### Task goal
How many lines in the material below contain the string "segment"? Reply with the number alone.
* start Working data *
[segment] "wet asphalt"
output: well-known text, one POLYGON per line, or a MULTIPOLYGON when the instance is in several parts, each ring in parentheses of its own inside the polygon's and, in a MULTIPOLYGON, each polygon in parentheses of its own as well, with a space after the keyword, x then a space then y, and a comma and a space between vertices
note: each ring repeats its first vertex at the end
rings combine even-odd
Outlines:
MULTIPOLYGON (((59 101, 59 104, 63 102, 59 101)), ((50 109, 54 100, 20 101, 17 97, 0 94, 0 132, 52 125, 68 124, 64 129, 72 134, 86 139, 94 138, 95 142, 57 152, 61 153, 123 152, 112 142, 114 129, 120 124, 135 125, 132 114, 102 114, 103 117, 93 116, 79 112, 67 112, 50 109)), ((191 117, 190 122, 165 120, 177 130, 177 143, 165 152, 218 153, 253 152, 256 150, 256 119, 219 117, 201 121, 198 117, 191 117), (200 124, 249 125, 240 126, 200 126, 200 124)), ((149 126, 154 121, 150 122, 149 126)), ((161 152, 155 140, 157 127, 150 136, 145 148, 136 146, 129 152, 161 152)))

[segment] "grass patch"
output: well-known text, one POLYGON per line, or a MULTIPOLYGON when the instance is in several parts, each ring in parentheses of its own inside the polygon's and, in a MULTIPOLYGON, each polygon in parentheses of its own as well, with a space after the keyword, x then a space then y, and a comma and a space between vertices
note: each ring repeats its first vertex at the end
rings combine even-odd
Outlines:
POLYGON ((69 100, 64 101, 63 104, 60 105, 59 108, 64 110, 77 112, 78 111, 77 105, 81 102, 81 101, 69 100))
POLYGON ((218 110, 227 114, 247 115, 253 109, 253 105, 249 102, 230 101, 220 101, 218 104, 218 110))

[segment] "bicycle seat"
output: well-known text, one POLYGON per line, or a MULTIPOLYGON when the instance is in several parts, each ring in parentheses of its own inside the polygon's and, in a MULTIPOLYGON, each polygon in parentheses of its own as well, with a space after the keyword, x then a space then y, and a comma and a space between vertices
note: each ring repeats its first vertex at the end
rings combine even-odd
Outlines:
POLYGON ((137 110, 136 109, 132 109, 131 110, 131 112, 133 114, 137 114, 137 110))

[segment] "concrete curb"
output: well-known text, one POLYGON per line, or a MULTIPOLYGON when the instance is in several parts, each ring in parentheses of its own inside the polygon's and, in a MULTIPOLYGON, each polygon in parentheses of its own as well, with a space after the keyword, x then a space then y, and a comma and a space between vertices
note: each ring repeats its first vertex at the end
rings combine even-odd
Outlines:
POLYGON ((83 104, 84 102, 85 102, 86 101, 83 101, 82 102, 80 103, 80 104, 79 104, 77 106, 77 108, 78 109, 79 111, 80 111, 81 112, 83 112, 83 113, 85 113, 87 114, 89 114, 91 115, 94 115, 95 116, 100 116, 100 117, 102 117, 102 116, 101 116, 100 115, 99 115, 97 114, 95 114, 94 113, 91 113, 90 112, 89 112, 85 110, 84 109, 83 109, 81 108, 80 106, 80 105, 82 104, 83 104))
* end Working data *
### Completed exercise
4